## WRITTEN REQUEST
Print the listing below in its entirety, character for character.

____ TASK DATA

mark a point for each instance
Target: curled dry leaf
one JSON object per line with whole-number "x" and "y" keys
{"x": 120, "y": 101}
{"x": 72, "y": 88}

________

## ANSWER TO THE EXERCISE
mark a point for each instance
Target: curled dry leaf
one JSON object per line with whole-number "x" and "y" keys
{"x": 120, "y": 101}
{"x": 72, "y": 88}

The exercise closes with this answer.